= Annotation records =
** START **

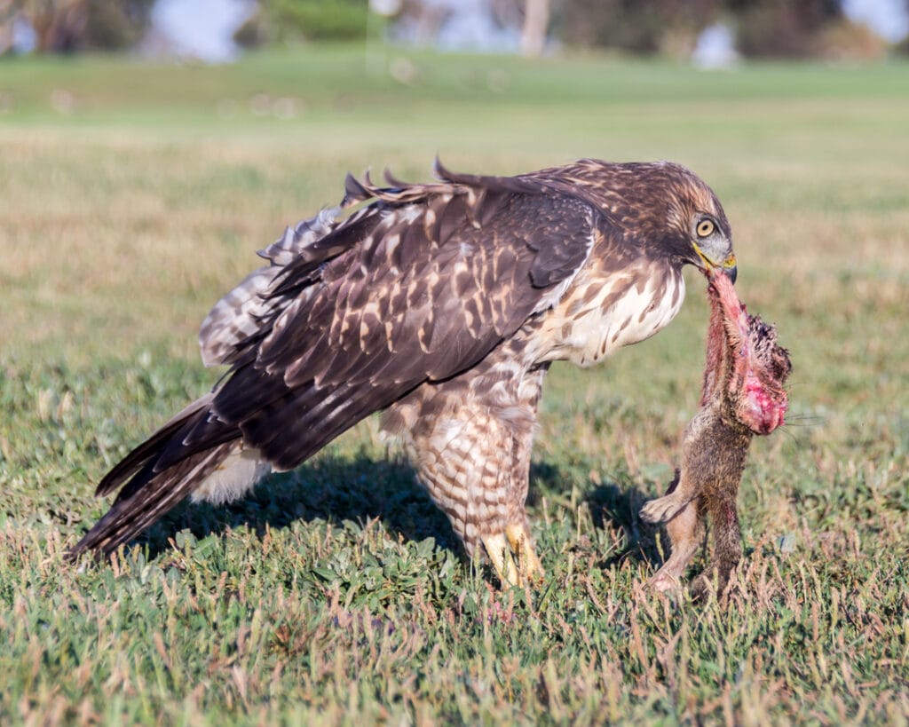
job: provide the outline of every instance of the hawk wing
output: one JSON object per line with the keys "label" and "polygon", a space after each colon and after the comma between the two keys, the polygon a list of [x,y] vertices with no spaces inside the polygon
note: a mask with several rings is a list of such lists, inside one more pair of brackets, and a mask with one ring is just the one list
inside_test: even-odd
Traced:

** END **

= WRITTEN TASK =
Output the records above as a Markdown table with the columns Row and Text, one line per row, numbered, with blank lines skipped. Leave the pictures out of the answer.

= OUTPUT =
| Row | Text |
|---|---|
| 1 | job: provide the outline of every instance of the hawk wing |
| 2 | output: one JSON object per line with the keys "label" and "polygon", a space after each colon and after the comma between the two keys, the polygon a list of [x,y] vertices with no spaces inside the polygon |
| 3 | note: a mask with several rings is a list of such lists, inside one more pair of brackets, and a mask with one ring is just the one list |
| 4 | inside_test: even-odd |
| 5 | Traced: |